Given exercise — Starting from the line that contains "field. Return only the coordinates.", reproduce each line exactly through the end of the material, and include no other lines.

Supplied records —
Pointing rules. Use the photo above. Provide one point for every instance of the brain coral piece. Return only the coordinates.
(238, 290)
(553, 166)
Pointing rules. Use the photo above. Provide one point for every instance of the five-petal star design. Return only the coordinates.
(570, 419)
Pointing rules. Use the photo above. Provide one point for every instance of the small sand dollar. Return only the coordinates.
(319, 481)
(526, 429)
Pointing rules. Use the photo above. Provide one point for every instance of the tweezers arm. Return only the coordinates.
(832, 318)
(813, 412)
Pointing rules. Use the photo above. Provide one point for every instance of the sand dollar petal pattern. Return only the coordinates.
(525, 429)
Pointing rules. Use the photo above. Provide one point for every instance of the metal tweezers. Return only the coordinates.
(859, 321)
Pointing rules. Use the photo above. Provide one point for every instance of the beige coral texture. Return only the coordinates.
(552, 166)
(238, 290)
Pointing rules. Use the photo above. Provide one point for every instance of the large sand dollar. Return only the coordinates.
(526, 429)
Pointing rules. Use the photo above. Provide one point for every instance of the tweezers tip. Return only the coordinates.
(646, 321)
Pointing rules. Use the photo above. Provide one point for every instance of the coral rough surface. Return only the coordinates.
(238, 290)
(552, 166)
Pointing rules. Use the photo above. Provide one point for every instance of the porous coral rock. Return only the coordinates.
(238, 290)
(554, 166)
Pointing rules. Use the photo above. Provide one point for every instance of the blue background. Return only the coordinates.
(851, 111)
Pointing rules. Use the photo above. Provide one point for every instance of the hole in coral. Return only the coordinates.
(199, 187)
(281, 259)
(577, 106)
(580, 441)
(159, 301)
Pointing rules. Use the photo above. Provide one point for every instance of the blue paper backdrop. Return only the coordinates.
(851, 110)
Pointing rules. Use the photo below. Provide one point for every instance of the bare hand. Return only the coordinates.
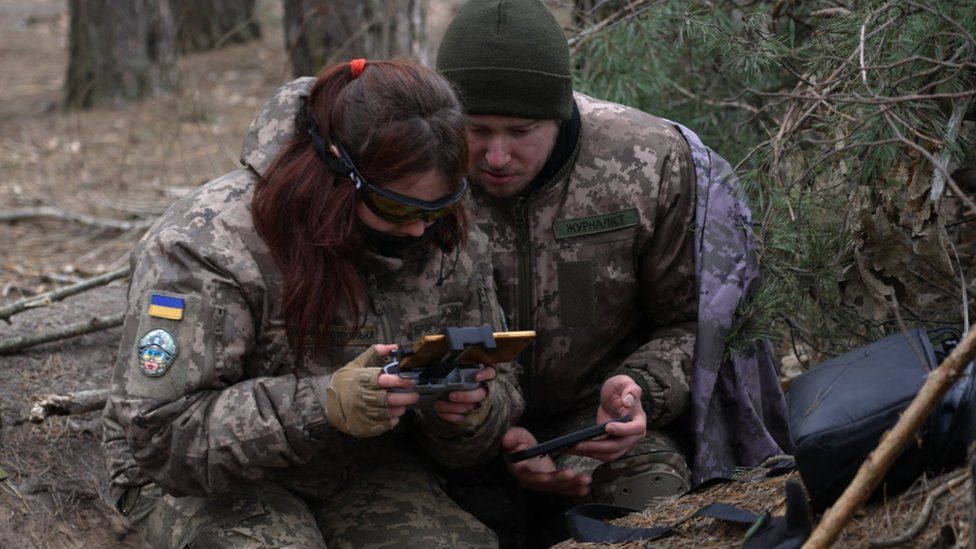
(461, 403)
(619, 396)
(540, 473)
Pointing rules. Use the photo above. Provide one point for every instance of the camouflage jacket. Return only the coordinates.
(635, 258)
(600, 262)
(233, 406)
(738, 413)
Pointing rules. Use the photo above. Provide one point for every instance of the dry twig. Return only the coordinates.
(892, 443)
(80, 402)
(924, 516)
(16, 344)
(47, 298)
(58, 213)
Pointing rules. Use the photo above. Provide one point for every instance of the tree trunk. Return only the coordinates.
(321, 32)
(118, 51)
(203, 25)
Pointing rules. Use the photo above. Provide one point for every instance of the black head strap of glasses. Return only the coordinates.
(340, 165)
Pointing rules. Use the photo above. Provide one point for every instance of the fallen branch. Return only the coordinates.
(65, 215)
(892, 443)
(924, 516)
(96, 324)
(45, 406)
(42, 300)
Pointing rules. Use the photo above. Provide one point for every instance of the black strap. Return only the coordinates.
(588, 522)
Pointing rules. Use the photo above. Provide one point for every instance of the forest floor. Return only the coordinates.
(128, 164)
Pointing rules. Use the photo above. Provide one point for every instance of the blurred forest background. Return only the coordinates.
(851, 124)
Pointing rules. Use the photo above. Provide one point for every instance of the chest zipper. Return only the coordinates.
(523, 248)
(386, 328)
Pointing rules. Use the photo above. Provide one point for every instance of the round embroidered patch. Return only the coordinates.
(157, 349)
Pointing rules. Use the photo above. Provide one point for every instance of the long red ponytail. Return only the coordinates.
(396, 119)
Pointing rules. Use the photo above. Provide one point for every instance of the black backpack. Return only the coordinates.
(839, 410)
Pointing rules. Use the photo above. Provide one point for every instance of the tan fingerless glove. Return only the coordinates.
(354, 402)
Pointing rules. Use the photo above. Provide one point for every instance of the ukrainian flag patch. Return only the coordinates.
(164, 306)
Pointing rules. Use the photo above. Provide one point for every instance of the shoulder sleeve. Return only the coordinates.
(668, 293)
(195, 418)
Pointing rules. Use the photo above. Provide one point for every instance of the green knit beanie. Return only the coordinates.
(510, 58)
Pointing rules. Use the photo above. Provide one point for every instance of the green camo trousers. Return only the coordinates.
(395, 506)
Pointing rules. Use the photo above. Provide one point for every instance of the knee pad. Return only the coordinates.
(637, 480)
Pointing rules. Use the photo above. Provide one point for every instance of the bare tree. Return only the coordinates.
(320, 32)
(119, 50)
(203, 25)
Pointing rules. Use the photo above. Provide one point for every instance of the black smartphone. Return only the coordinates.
(564, 441)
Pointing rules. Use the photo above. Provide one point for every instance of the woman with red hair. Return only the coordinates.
(249, 406)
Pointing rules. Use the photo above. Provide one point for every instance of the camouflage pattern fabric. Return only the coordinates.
(260, 515)
(738, 411)
(638, 255)
(600, 262)
(381, 503)
(232, 407)
(657, 447)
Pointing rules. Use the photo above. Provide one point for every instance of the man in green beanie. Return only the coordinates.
(591, 210)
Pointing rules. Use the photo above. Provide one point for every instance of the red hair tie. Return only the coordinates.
(357, 66)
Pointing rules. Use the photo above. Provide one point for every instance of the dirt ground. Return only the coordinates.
(124, 164)
(128, 164)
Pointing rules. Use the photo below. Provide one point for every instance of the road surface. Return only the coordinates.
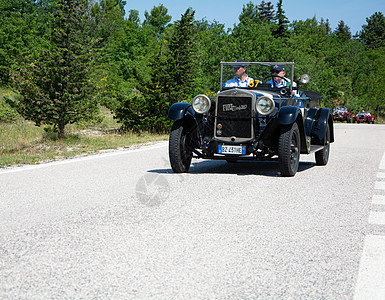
(122, 225)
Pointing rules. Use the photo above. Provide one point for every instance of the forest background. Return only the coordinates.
(62, 61)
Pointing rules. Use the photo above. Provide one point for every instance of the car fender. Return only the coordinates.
(178, 110)
(316, 123)
(288, 115)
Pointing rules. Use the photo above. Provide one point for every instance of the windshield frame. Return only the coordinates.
(261, 64)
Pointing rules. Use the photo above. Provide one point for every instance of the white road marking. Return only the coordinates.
(371, 275)
(379, 185)
(83, 158)
(382, 163)
(377, 218)
(378, 199)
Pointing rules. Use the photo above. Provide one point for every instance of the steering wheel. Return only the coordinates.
(272, 77)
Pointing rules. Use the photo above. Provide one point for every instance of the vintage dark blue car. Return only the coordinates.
(263, 120)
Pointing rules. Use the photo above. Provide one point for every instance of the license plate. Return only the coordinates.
(223, 149)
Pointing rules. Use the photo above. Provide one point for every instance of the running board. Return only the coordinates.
(315, 148)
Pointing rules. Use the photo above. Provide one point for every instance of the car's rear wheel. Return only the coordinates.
(289, 150)
(180, 148)
(322, 156)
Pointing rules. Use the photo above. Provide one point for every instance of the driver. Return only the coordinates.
(278, 73)
(241, 79)
(279, 82)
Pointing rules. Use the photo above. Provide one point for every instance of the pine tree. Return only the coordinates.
(282, 21)
(158, 18)
(343, 31)
(180, 64)
(373, 33)
(56, 88)
(266, 12)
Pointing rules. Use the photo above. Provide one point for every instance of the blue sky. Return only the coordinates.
(353, 12)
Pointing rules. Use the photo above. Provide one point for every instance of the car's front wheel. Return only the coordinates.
(180, 148)
(289, 150)
(322, 156)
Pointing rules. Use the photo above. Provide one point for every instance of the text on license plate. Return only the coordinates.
(223, 149)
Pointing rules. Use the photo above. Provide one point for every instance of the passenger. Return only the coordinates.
(241, 79)
(281, 81)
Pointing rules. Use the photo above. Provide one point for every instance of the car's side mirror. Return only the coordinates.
(304, 79)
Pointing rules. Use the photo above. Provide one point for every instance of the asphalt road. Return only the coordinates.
(122, 225)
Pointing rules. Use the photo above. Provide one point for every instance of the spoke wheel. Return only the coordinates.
(180, 152)
(289, 150)
(322, 156)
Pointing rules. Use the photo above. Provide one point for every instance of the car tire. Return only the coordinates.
(289, 150)
(322, 156)
(179, 152)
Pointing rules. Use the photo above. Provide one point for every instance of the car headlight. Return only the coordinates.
(304, 79)
(201, 104)
(265, 105)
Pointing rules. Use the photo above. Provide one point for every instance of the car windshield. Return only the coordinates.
(259, 75)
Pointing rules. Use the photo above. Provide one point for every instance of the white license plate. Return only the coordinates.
(226, 149)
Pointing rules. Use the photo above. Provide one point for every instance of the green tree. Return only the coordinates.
(22, 31)
(266, 12)
(56, 88)
(373, 33)
(249, 12)
(158, 18)
(343, 31)
(282, 21)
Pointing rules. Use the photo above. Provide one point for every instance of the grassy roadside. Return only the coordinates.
(24, 143)
(21, 142)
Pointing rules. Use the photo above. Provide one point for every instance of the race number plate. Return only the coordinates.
(227, 149)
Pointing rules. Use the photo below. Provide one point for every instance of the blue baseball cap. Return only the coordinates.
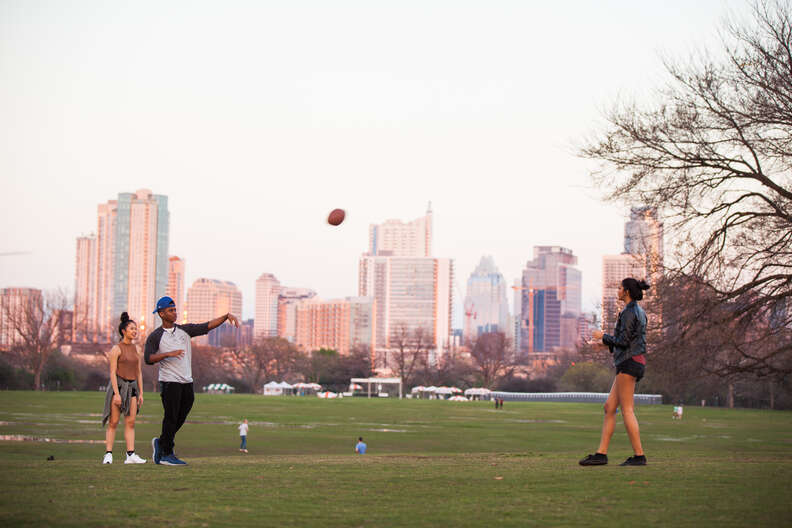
(163, 303)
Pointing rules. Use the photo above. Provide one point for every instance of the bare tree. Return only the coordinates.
(410, 350)
(271, 357)
(715, 154)
(38, 326)
(491, 353)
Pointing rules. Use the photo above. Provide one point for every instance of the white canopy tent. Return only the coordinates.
(377, 383)
(273, 388)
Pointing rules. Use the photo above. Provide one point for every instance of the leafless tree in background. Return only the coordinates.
(492, 357)
(410, 351)
(714, 153)
(39, 324)
(271, 357)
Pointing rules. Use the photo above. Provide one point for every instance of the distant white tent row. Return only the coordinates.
(219, 388)
(434, 392)
(376, 384)
(273, 388)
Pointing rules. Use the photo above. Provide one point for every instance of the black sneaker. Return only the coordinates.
(597, 459)
(637, 460)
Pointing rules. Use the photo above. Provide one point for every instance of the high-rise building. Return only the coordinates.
(642, 259)
(486, 306)
(211, 298)
(130, 267)
(13, 301)
(616, 268)
(265, 323)
(643, 235)
(339, 324)
(288, 299)
(141, 259)
(411, 292)
(175, 288)
(550, 301)
(85, 283)
(105, 271)
(400, 239)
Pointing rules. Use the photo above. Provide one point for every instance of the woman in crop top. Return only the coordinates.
(124, 392)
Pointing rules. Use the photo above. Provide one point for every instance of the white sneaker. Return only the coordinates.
(134, 459)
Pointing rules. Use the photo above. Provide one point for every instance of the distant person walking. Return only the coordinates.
(169, 345)
(628, 346)
(243, 436)
(124, 391)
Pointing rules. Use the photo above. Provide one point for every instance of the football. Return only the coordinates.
(336, 216)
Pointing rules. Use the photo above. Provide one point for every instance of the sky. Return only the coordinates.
(256, 118)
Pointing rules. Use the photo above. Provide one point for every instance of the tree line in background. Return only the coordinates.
(487, 361)
(713, 153)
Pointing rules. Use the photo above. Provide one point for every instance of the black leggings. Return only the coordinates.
(177, 400)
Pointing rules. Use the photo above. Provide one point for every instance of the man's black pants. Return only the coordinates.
(177, 400)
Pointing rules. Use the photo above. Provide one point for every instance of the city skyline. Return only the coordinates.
(253, 159)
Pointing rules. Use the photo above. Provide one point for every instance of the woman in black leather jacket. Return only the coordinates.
(628, 346)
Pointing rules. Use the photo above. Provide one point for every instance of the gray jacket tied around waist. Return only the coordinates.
(126, 389)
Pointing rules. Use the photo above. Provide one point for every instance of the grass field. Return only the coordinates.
(430, 463)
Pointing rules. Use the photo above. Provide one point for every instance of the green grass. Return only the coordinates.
(430, 463)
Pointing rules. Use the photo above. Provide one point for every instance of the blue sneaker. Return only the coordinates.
(171, 460)
(155, 448)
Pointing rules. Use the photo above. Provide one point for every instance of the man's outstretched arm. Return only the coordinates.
(214, 323)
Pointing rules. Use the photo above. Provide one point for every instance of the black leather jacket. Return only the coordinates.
(629, 337)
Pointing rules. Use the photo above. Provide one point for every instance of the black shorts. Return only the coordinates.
(631, 367)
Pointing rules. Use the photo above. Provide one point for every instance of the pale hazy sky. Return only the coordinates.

Result of the task —
Pointing rules. Use the photo above. Provide one point for every instance of the grass field. Return only the coordinates.
(430, 463)
Pointing rules. Use the photo above. Provide one point for every instance of the green grass. Return only the coordinates.
(430, 463)
Pointing rules. Use the photo above. Provide one point for every instance of the blue sneaker. Return only the coordinates.
(171, 460)
(155, 448)
Pointing rules. Use the photo above. Provide one point for every instance of the man's outstretched arm. Return only the coordinates.
(214, 323)
Pointing rules. Use the photo above. Provide one point for every instance of the black leather jacket. Return only the coordinates.
(629, 337)
Pointing rules. Use the photo above. Provide one point for every instance of the black shorts. Return only the coordinates.
(631, 367)
Pointing rules. Use the photo above. Provide one point for every instance of the pale hazy sky. Return only the coordinates.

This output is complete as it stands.